▶ **TEXT FOR ANALYSIS**
In recent years, the city of Kettering has had to increase its subsidy for the venue. Last fall, the city agreed to infuse $1 million into the Fraze Pavilion’s budget to help attract acts to the concert venue.

This year’s summer concert series was chock full of feature acts including: Gladys Knight, the Texas Tenors, Chris Botti, Styx with Night Ranger, Trace Adkins, Jeffrey Osborne and Peabo Bryson, plus other special events.

The Levitt Pavilion’s summer concert series is on hold while organizers wait to learn more about coronavirus procedures and precautions from state and local authorities.

At this point, organizers assume that no concerts will take place at Levitt Pavilion through May and June.

“We are still holding on to the hope our 2020 Eichelberger Concert Season will happen, and there will be free music at Levitt Dayton,” said Lisa Wagner, Executive Director, Friends of Levitt Pavilion Dayton. “We are taking it day by day.”

MORE: Coronavirus: Complete coverage from the Dayton Daily News

Wagner said public safety is Levitt Dayton’s number one priority.

Wagner said the concert season would typically end in late September, so the organizers are remaining “fluid and flexible in our approach of making music accessible for everyone, as I am sure, when it is safe to do so, we would all enjoy connecting to music on a warm summer night.”

MORE: People told us what they love about the Fraze, and what they’d change

The Rose Music Center in Huber Heights is still planning on a concert season, according to Huber Heights City Manager Rob Schommer.

Shows that had been scheduled for May and June have been moved to later dates or canceled.

The Rose Music Center canceled Alice Cooper, with Tesla and Lita Ford; the Steve Miller Band, with Marty Stuart & His Fabulous Superlatives; and The Hollies.

“We are optimistic that the state will lift those restrictions that would keep us from having a concert season and we are looking forward to the continued reopening of the state,” Schommer said. “We want to get back to an important part of people’s lives, which is entertainment.”

Schommer said if the venue reopens, they will look into doing some transactions “touchless” and will take all health department and industry recommendations on how to operate post-coronavirus.

MORE: Rose Music Center has record year for profit, shows

“We want to make sure that the patron experience is as comfortable as possible,” Schommer said. “The patron and performer experience is the most important thing to us.”

▶ **TASK DESCRIPTION**
Continue the article on Dayton-area concert venues and their coronavirus plans from its last sentence, before the data begins.

▶ **SOURCE MATERIAL**
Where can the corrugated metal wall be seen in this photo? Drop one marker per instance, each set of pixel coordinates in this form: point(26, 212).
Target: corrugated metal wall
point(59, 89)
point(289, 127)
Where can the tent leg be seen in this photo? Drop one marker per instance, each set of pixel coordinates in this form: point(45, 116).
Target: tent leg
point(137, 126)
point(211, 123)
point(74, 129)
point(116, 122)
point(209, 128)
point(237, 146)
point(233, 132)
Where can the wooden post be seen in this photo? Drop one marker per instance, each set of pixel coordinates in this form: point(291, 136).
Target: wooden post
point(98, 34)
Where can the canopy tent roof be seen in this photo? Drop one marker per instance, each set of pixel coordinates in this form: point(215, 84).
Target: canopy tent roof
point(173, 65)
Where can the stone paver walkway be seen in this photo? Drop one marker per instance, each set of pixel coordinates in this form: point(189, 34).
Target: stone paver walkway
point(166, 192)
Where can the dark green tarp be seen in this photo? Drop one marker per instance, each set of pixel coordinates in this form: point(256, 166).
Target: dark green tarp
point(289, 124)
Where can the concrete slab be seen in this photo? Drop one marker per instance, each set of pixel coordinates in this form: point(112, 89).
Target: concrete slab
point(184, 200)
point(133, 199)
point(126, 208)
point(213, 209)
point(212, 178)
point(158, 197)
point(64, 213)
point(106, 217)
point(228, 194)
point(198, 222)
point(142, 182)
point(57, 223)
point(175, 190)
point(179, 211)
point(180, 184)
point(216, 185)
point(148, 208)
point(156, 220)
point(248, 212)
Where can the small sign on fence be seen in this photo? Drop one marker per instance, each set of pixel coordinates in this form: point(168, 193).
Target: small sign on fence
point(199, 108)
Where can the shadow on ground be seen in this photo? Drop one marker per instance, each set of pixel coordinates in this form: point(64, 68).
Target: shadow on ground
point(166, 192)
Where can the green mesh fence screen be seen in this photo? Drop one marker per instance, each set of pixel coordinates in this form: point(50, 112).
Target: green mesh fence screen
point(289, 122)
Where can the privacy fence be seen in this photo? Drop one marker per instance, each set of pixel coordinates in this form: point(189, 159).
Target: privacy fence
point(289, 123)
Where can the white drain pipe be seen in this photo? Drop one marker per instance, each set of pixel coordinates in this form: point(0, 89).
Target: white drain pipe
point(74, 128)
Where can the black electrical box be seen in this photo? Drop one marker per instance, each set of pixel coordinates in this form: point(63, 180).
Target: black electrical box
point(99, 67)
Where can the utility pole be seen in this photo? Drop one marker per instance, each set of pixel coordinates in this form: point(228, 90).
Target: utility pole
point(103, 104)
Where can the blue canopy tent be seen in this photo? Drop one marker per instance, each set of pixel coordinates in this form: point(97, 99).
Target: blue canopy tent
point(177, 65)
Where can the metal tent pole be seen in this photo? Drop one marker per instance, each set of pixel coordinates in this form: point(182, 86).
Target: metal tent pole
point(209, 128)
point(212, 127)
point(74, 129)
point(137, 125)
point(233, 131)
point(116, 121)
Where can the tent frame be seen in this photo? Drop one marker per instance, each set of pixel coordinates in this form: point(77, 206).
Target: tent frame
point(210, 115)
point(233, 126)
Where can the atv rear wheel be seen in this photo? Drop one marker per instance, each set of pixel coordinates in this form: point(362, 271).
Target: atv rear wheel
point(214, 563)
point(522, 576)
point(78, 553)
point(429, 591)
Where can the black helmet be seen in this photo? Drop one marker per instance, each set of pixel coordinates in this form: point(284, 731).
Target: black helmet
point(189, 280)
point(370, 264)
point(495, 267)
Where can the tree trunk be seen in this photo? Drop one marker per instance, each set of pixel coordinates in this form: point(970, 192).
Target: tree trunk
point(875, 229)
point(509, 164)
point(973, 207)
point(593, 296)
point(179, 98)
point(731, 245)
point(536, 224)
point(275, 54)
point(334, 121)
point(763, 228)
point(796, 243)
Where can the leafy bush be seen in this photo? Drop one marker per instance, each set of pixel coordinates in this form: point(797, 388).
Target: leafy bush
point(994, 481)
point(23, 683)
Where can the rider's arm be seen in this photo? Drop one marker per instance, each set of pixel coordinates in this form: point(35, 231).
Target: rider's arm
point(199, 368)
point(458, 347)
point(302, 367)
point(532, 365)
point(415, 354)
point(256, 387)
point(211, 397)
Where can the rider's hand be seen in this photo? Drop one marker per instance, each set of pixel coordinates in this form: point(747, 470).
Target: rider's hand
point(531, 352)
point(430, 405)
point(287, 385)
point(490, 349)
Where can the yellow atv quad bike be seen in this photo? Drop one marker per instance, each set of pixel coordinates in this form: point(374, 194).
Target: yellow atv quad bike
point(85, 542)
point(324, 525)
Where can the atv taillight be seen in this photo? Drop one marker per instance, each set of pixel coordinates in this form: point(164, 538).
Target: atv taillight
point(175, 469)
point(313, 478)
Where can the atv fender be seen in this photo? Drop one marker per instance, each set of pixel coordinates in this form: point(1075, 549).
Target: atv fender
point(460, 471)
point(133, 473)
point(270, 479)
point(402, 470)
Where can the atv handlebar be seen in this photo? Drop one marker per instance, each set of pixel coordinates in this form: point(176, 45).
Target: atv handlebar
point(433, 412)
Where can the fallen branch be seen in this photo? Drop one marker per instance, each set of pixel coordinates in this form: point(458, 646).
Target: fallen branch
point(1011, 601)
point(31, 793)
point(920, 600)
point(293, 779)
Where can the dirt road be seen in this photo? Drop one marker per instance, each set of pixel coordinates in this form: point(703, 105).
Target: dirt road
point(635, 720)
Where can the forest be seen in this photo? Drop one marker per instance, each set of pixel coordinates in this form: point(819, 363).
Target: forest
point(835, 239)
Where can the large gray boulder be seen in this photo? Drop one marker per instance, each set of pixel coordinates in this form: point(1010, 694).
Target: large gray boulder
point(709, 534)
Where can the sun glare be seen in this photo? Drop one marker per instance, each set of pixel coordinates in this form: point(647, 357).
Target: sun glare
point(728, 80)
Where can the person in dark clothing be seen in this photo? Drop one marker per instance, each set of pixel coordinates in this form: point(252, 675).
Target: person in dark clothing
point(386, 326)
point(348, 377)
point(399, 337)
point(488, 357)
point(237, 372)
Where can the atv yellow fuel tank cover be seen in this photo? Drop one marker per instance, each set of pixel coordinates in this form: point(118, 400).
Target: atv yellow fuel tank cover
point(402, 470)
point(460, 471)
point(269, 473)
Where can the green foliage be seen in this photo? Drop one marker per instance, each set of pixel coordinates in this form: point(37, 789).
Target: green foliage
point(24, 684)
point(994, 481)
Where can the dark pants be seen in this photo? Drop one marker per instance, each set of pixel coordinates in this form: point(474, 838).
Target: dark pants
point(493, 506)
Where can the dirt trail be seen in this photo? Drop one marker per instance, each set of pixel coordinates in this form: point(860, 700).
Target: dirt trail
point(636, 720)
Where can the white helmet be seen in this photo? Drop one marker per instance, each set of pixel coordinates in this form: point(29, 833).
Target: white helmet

▶ **EXERCISE OUTPUT**
Due to the recent cancellations and postponements at the Rose Music Center, the venue has issued a new refund policy for its guests. Ticket holders who bought tickets through Ticketmaster will automatically get a refund for canceled events or have 30 days to opt in to receiving a 150% credit to use toward buying future tickets.

Tickets purchased for a show that has been rescheduled will automatically be valid for the new date, unless the ticket holder wants to get a refund for that rescheduled show at least 30 days before the new date.

If the show is postponed with no new date set as of yet, ticket holders will be able to choose their refund option once the new date is announced. If ticket holders still have yet to hear of the fate of their postponed show 60 days after its original date, the 30-day window for refunds will open at that time.

More information about this policy change was sent out to all ticket holders around on May 1.

MORE: 58,000 people attended free Levitt concerts in first full season

Mayor Don Patterson, who has been champion the efforts of the community and those in the Miami Valley to stay safe and work together during the COVID-19 crisis, echoed Schwieterman’s sentiments.

“No matter how big or small, decisions made lie in the best interest of our residents. Until we have guidance from the state of Ohio regarding mass gatherings, we have no other choice without putting our community, employees, customers and performers at risk,” Patterson said.

Kettering has also cancelled its Go 4th Fireworks Independence Day celebration due to the coronavirus pandemic, while also announcing that the Adventure Reef Water Park and splash pad at J.F. Kennedy Park will not open this year, as well as, all summer camps and sports programs are cancelled.